Wat zoek je in de Digitale Collectie Zeeland?

Samenvatting inhoud brief:

FO069440Tekening van het West-Indische Huis in de Lange Delft te Middelburg, ZB, Beeldbank Zeeland, recordnr. 69440G.H. Trotz, directeur-generaal en de raden van de kolonie Essequebo, schrijven op 5 september 1780 uit Essequebo aan de kamer Zeeland van de WIC in Middelburg naar aanleiding van klachten over administratieve tekortkomingen in zendingen uit Essequebo naar Zeeland.
Met de brief worden meegezonden:
- een uittreksel uit het hoofdgeldenboek
- een uittreksel uit de notulen van de vergadering van 15 november 1779 van de Raad van Politie van Demerary
- een uittreksel uit de notulen van de vergadering van 5 september 1780 van de Raad van Politie van Essequebo
- een uittreksel uit de notulen van de vergadering van 15 augustus 1780 van de Raad van Politie van Essequebo
- een uittreksel uit een in het Engels gestelde rekening-courant uit 1780
- een niet gedateerde ladingbrief van goederen per kapitein Pieter Visman naar Amsterdam verscheept

Kapitein Christiaan Heyden
Hij wordt, met de scheepsnaam de Juffrouw Rebecca, vermeld in Aristodemus (Pseud.).[0]

George Hendrik Trotz
Planter; lid Raad van Justitie in Essequebo; directeur-generaal van de beide rivieren (Essequebo en Demerary) 1 juli 1772 – maart 1781[1]

Arnoldus de Raeff
Arnoldus de Raeff (’s-Hertogenbosch, 25 juni 1752 - Breda, 16 juni 1821) was een zoon van de Bossche notaris Willem de Raeff en Anna Hester de Soett.

[Gegevens uit een dataset]
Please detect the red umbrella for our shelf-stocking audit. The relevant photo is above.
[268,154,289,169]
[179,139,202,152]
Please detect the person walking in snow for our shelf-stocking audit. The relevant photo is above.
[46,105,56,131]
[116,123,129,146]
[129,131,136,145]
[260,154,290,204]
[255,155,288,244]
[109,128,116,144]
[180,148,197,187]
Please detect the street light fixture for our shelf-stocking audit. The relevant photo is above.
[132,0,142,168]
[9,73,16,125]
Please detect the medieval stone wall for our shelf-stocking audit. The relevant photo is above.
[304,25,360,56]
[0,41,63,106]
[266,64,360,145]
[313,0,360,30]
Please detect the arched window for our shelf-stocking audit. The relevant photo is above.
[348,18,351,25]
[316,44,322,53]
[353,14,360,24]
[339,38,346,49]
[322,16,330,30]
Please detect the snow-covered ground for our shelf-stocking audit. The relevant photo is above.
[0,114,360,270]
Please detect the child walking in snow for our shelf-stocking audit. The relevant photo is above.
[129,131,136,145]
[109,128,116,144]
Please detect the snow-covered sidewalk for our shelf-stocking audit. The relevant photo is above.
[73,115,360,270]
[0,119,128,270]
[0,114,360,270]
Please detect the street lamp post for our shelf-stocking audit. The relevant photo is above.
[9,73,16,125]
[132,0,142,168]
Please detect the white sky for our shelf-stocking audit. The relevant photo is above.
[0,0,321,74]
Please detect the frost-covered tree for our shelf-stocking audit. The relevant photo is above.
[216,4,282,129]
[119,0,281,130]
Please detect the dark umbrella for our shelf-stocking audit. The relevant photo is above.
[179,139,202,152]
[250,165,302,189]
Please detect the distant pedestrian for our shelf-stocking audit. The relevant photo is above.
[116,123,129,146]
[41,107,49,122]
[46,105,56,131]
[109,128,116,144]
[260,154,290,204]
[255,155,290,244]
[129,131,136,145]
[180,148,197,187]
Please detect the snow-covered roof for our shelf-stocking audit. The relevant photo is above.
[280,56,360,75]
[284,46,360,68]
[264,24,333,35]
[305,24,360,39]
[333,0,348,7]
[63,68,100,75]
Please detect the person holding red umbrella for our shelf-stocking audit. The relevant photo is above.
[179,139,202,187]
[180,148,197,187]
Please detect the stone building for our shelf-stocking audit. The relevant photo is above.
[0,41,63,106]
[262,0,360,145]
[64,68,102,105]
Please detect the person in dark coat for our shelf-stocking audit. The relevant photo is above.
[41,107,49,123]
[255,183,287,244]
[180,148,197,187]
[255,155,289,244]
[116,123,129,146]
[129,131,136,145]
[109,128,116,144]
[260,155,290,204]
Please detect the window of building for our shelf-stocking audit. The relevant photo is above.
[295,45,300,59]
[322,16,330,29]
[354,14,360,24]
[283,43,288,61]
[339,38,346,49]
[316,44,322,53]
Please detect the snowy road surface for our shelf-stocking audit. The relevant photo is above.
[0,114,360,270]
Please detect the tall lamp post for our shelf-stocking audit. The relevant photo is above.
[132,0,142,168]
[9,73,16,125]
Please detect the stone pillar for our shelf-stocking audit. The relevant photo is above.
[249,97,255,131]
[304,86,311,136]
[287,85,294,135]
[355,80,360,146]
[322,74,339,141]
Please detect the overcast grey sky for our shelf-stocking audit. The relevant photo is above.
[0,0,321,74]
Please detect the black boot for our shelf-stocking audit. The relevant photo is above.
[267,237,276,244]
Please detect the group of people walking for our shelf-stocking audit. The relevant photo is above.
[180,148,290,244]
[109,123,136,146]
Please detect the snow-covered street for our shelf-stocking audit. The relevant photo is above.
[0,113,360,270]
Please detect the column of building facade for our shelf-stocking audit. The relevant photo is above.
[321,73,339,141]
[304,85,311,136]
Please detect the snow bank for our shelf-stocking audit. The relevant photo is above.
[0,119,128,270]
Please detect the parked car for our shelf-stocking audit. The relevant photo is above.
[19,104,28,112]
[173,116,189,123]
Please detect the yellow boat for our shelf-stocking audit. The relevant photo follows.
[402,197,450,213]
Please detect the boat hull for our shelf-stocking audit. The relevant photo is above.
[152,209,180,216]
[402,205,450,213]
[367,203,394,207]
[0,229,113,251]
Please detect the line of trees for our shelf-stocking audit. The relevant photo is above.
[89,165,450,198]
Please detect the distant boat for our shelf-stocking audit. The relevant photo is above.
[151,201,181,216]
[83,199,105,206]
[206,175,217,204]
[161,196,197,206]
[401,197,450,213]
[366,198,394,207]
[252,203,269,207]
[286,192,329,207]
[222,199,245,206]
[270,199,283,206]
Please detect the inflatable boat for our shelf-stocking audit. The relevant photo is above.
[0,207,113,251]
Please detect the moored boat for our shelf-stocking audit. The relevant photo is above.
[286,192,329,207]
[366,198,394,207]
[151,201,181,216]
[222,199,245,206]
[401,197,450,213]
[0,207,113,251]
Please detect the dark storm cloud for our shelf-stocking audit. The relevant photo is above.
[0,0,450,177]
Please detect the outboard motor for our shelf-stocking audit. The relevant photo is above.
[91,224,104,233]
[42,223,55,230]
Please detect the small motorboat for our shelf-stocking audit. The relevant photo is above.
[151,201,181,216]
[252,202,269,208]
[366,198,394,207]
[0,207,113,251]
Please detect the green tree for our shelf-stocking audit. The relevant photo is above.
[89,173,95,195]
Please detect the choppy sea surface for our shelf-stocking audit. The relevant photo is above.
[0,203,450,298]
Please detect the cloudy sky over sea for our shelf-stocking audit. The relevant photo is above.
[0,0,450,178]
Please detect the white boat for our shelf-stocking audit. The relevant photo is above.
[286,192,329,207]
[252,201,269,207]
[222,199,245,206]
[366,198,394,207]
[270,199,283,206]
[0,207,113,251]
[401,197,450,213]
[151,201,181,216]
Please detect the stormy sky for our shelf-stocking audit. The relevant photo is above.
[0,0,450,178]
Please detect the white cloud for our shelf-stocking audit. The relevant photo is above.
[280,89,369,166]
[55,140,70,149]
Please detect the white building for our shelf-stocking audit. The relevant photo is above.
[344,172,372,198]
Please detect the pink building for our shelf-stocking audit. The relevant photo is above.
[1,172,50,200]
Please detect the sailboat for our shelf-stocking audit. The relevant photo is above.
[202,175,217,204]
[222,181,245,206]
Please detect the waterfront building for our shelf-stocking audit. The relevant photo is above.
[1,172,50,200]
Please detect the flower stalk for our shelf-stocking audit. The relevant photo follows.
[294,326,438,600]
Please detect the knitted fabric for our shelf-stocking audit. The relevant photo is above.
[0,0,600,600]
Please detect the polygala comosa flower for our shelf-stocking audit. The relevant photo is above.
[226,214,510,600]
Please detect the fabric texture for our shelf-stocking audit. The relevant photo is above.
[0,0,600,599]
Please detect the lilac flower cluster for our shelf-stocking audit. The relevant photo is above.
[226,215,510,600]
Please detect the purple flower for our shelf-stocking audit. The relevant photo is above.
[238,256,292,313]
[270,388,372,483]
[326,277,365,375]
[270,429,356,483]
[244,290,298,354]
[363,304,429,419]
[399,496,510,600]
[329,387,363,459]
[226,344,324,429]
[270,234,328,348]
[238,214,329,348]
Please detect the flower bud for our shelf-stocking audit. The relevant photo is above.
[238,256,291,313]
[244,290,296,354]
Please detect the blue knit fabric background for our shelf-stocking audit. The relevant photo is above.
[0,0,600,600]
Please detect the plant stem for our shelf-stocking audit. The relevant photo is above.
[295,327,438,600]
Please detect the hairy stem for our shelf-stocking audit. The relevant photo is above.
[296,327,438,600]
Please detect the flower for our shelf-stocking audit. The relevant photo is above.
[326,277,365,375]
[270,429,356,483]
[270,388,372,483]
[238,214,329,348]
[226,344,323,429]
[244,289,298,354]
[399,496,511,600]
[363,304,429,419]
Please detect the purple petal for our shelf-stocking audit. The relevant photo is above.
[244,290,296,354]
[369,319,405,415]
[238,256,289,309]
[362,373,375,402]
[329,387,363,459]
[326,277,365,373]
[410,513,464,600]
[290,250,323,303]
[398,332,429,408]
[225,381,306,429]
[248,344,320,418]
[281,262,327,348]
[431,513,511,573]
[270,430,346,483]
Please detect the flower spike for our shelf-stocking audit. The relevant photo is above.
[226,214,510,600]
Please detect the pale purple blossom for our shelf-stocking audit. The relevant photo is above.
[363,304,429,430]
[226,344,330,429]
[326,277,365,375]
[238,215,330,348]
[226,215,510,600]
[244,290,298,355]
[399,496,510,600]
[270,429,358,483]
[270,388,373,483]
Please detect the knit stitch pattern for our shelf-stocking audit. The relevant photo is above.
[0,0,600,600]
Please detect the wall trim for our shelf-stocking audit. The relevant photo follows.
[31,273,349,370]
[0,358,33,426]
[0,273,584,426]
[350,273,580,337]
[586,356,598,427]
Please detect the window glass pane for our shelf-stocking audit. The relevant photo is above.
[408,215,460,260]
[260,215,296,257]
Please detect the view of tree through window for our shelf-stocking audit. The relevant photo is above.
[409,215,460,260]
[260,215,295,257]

**Opdracht**
Hoe luidt het deel van de paginatekst dat opent met de woorden "Kapitein Christiaan Heyden" en sluit met "Hester de Soett." als je daarin "notaris" vervangt door "advocaat"? De gegevens staan los van de paginatekst.

**Uitkomst**
Kapitein Christiaan Heyden
Hij wordt, met de scheepsnaam de Juffrouw Rebecca, vermeld in Aristodemus (Pseud.).[0]

George Hendrik Trotz
Planter; lid Raad van Justitie in Essequebo; directeur-generaal van de beide rivieren (Essequebo en Demerary) 1 juli 1772 – maart 1781[1]

Arnoldus de Raeff
Arnoldus de Raeff (’s-Hertogenbosch, 25 juni 1752 - Breda, 16 juni 1821) was een zoon van de Bossche advocaat Willem de Raeff en Anna Hester de Soett.